+++ GIVEN RECORDS +++
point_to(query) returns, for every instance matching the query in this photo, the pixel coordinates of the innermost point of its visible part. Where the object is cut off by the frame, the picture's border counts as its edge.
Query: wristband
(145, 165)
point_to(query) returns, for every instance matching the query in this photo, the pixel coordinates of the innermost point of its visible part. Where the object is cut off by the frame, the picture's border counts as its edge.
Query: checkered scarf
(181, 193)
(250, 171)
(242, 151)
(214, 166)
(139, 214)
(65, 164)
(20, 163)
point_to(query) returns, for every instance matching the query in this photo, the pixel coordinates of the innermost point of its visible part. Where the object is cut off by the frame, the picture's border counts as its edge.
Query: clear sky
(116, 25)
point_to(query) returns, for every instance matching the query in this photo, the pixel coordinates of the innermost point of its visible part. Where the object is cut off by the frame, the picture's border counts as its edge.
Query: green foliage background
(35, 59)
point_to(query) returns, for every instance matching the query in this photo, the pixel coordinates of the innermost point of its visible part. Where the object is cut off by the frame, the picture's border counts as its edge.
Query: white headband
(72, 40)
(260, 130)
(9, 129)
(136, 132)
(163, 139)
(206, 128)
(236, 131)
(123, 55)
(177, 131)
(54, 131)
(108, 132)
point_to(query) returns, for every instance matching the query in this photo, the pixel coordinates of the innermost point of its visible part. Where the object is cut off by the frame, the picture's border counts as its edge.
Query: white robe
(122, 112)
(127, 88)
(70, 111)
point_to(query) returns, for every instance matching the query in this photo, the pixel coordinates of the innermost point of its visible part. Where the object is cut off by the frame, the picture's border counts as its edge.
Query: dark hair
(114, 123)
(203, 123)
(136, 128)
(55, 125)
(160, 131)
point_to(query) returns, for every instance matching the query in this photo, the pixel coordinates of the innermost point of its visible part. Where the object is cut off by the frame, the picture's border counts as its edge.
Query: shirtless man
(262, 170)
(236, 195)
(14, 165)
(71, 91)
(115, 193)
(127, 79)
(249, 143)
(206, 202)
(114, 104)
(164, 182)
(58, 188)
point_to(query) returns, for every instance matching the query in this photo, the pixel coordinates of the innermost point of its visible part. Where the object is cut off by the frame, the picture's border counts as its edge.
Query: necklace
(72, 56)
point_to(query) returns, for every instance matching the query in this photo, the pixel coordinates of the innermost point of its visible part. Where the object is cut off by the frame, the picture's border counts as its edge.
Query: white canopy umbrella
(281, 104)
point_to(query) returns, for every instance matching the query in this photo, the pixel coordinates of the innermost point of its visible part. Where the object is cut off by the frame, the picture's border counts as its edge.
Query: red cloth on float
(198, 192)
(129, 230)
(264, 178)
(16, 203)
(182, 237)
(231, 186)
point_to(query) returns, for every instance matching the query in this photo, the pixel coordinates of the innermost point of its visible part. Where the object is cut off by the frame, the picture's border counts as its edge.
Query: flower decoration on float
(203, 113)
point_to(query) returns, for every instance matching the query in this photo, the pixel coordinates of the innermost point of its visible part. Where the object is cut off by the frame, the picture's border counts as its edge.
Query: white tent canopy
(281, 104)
+++
→ INSTRUCTIONS TO FOLLOW
Take each line of the listing above and set it down again exactly.

→ RESULT
point_to(query) returns, for every instance matching the query in this photo, the pixel coordinates of the innermost point of its visible part. Where the object is cut off by the frame, the picture's border counts as its edge.
Query: wristband
(145, 165)
point_to(query) returns, for every instance matching the query in this photo, the pixel coordinates of the innermost point of its visible part. Where the object is cut off by the frame, the picture's border counts as its edge.
Query: checkered scarf
(181, 193)
(250, 171)
(242, 151)
(214, 166)
(139, 214)
(65, 164)
(20, 163)
point_to(query) returns, for every instance matching the query in this photo, the pixel coordinates of the innermost point of its visible part. Where the object is cut off by the frame, the picture's border counts as its edge.
Query: clear sky
(116, 25)
point_to(query) returns, for every instance matching the query in this photo, the pixel coordinates of the innermost point of its visible part. Where the object is cut off by the frame, the picture's border counts as its edge.
Query: green foliage background
(35, 59)
point_to(query) returns, for every instance matching the query in this photo, the pixel coordinates of the innermost point of its visible part. Where the object is cut off by the frame, the picture's border counts as its edge.
Query: white headband
(72, 40)
(260, 130)
(9, 129)
(136, 132)
(163, 139)
(206, 128)
(236, 131)
(123, 55)
(177, 131)
(54, 131)
(108, 132)
point_to(query) returns, for every instance matching the query in this photo, the pixel coordinates of the innermost point of its visible part. Where the object is cut off by the frame, the picture's border counts as its edge.
Query: white robe
(122, 112)
(127, 88)
(70, 111)
point_to(query) returns, for every instance matching the query in this photo, the pixel coordinates of the innermost point of its visible part. Where the object is cut off by the frame, the picture's border counts as its edge.
Query: dark hair
(114, 123)
(203, 123)
(136, 128)
(55, 125)
(160, 131)
point_to(query) returns, for every instance matching the query in this photo, the pixel coordinates of the innermost point of its visible part. Where the object is cut off by the frame, the picture's border counts as its edge.
Query: shirtless man
(262, 170)
(236, 195)
(14, 165)
(71, 91)
(115, 193)
(127, 79)
(249, 143)
(206, 202)
(114, 104)
(164, 182)
(58, 188)
point_to(query) returns, for every instance matching the query in this photo, the pixel coordinates of the innermost point of its visible part. Where the object is cut off by the frame, the picture's border counts as its edge.
Query: necklace
(72, 56)
point_to(query) returns, for every instance matching the query in this photo, the pixel coordinates of the innermost point of its visible part. Where the object is cut off by the frame, the picture's border counts as its edge.
Query: white canopy umbrella
(281, 104)
point_to(query) returns, for every instance matching the query in this photo, the pixel coordinates of the innermost point of its visible part. Where the object is cut off by the frame, the picture's border counts as its edge.
Query: red cloth on float
(198, 192)
(129, 230)
(264, 178)
(16, 203)
(182, 237)
(231, 186)
point_to(query) returns, for every instance matching the query in this photo, the pixel coordinates of the innermost point of its visible part. Where the object is cut off by the frame, the picture's border counts as its edge.
Query: flower decoration on float
(203, 113)
point_to(query) returns, for every instance matching the query in this photo, the pixel coordinates of the innermost point of its visible part. Where the object is cut off by the frame, the picture's border counts as its edge.
Query: white tent canopy
(281, 104)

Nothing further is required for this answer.